**Input**.
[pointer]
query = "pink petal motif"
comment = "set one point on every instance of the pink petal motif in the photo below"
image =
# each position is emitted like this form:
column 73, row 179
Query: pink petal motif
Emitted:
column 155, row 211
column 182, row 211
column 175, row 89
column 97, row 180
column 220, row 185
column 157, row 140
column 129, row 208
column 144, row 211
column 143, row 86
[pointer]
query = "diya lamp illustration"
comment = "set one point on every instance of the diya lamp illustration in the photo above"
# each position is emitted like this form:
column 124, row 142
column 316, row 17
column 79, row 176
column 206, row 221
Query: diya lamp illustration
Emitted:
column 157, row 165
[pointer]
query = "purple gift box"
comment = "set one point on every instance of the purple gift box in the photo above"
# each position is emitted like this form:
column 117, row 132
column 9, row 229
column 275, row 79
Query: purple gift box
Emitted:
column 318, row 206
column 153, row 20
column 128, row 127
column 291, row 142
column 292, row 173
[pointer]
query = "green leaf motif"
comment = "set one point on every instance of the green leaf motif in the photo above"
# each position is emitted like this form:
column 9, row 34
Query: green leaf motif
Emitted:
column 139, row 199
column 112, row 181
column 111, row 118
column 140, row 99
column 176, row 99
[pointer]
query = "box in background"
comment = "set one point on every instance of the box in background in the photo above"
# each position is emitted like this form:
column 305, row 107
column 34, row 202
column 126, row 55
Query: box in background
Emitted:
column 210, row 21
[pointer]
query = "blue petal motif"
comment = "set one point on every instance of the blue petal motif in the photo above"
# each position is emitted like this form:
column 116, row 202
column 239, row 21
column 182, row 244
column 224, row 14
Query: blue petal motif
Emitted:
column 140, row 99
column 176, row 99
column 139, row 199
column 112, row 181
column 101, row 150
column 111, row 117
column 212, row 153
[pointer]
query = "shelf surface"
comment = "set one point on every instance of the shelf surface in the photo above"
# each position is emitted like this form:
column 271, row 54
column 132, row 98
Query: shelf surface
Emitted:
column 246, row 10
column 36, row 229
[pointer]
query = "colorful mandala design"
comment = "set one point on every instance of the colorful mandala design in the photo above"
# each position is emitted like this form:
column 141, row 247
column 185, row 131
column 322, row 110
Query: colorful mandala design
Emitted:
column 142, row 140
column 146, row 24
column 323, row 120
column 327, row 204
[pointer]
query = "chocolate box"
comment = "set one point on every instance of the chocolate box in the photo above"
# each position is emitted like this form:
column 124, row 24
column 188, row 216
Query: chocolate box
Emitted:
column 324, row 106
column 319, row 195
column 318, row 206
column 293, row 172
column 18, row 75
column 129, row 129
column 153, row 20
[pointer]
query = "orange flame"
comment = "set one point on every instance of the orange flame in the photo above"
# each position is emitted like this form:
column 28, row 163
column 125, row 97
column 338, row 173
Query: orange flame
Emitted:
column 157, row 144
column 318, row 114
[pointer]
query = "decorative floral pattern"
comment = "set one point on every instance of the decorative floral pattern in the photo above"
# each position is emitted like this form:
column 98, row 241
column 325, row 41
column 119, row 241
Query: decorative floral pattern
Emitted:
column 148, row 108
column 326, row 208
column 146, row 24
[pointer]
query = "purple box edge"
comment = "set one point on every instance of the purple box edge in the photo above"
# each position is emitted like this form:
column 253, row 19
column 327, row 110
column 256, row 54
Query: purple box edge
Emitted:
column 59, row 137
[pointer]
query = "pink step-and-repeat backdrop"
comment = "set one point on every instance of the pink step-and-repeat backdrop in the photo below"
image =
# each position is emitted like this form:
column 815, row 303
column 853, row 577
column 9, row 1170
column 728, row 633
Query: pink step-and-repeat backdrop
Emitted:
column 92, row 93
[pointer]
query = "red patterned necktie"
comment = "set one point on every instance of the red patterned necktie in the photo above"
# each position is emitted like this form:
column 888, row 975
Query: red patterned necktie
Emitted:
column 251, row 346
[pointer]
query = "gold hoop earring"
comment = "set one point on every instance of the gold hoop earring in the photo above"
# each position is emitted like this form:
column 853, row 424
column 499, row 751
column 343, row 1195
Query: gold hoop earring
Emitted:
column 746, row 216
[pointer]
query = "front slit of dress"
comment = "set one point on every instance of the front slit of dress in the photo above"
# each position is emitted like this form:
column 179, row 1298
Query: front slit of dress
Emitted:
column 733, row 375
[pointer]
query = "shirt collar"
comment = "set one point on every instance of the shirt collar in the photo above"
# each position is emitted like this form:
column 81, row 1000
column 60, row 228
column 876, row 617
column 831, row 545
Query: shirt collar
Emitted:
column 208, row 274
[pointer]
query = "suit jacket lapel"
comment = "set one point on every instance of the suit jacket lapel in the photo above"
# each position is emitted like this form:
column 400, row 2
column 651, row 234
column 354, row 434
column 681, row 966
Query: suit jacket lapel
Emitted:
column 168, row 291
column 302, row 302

**Directions for this task**.
Update the stretch from the start of the records through the line containing "column 143, row 86" so that every "pink petal motif" reads "pink blossom motif", and give back only those lines with everything else unchanged.

**Task output**.
[pointer]
query = "pink blossom motif"
comment = "set one point on every instance of the pink blossom motif in the photo below"
image =
# each position is emitted like this form:
column 73, row 179
Query: pink blossom motif
Emitted:
column 155, row 211
column 182, row 211
column 175, row 89
column 97, row 180
column 220, row 185
column 157, row 140
column 129, row 208
column 144, row 211
column 143, row 86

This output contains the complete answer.